--- What to produce ---
Copy, unchanged, every line below from the one containing "black riding boot?" through the last line of the entries.

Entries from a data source
§
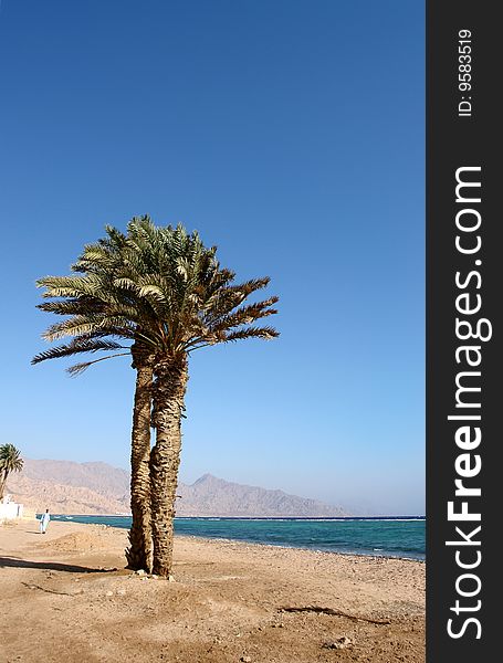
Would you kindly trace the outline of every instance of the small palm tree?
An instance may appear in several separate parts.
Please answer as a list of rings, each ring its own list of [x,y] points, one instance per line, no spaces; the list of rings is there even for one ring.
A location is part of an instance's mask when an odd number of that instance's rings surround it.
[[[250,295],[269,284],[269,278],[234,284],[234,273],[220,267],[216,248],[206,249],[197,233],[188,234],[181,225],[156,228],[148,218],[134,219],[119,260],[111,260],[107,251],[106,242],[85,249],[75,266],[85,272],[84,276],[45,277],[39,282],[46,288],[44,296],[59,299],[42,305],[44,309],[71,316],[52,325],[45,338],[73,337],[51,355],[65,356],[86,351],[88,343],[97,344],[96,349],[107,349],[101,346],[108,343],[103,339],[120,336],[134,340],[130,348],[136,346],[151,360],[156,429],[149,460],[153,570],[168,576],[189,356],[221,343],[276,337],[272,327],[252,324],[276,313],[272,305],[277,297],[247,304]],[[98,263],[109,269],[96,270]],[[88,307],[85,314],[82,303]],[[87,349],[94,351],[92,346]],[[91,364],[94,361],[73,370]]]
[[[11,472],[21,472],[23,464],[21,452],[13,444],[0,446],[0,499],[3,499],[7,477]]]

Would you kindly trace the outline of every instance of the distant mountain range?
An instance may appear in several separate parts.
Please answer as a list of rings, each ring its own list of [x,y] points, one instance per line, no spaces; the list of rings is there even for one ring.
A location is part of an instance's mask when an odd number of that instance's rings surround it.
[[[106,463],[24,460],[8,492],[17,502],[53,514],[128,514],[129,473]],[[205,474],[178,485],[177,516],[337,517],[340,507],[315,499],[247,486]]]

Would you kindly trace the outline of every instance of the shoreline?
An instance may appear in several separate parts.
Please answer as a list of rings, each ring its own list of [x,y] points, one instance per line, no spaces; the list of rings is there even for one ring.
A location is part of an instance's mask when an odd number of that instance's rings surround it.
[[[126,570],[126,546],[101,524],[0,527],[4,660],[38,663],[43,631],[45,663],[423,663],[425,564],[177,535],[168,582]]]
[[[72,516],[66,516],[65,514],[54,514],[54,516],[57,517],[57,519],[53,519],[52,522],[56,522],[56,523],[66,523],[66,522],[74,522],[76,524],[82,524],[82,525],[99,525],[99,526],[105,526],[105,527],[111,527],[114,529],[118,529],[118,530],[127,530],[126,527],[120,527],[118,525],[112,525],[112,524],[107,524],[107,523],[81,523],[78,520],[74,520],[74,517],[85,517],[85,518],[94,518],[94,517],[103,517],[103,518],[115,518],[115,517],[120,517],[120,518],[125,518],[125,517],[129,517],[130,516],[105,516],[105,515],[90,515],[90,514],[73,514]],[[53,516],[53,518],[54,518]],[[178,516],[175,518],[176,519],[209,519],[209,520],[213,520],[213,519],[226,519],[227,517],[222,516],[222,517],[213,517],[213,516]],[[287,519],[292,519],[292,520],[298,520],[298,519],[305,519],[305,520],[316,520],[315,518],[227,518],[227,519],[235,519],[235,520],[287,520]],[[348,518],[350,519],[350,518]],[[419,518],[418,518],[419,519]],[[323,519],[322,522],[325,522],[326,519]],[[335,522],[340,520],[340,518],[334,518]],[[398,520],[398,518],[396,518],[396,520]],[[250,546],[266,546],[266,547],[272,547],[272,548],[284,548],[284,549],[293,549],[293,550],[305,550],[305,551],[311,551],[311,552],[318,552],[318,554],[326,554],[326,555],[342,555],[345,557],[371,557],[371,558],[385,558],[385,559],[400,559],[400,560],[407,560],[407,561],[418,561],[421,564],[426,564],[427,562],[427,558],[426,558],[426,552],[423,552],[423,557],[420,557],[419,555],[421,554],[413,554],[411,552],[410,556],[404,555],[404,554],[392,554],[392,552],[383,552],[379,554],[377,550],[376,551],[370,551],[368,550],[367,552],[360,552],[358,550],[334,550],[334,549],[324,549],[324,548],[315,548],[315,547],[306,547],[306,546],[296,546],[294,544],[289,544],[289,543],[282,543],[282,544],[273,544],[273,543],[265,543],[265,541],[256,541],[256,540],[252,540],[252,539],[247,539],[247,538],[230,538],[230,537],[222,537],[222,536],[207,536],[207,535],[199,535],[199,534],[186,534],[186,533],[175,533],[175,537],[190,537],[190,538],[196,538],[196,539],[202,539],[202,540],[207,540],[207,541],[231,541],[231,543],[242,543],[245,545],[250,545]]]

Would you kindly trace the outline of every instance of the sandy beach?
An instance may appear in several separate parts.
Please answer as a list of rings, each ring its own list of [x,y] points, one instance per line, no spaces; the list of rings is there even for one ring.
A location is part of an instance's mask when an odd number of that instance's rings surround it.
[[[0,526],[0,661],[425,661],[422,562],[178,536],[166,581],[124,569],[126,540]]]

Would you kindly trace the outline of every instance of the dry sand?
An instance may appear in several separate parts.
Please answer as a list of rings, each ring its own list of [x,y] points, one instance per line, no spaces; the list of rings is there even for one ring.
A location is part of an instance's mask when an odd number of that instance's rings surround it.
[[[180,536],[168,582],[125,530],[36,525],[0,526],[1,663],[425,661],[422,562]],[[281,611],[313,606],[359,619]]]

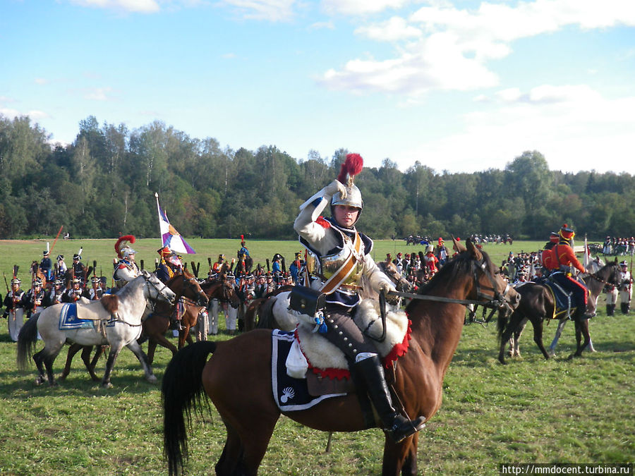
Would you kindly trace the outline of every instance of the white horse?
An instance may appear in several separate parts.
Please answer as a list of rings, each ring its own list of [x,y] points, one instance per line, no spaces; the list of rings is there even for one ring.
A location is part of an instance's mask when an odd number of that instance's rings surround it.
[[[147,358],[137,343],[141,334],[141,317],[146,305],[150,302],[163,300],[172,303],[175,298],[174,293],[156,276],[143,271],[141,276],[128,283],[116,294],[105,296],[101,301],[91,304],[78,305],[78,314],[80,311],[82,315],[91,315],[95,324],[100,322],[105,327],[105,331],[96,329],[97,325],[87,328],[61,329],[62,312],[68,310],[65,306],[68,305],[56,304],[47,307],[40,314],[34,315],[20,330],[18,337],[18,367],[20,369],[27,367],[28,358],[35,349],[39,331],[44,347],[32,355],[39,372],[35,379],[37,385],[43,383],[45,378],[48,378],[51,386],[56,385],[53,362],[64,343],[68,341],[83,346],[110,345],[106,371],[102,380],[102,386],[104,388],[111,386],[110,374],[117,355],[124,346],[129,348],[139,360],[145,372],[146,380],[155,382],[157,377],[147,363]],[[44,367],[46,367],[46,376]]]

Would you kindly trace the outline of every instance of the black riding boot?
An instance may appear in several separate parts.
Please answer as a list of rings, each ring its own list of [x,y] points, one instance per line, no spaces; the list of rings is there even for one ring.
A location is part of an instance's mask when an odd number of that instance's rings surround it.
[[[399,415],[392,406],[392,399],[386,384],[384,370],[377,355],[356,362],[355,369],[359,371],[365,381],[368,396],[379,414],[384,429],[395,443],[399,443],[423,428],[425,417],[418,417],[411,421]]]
§
--- Answer for this exercise ---
Would you kindly trace the outline of every instance of the black riding boot?
An instance may appear in several separate parts.
Please answer as a list of rings, each ring its own list of [x,y] points, one instance per line, no spaces; the list of rings is there even for one ring.
A location is part of an instance's mask when an odd number of that instance's rings surround it.
[[[399,415],[392,406],[392,399],[386,384],[384,370],[377,355],[356,362],[355,369],[359,371],[365,381],[368,396],[379,414],[384,429],[395,443],[399,443],[423,428],[425,417],[418,417],[411,421]]]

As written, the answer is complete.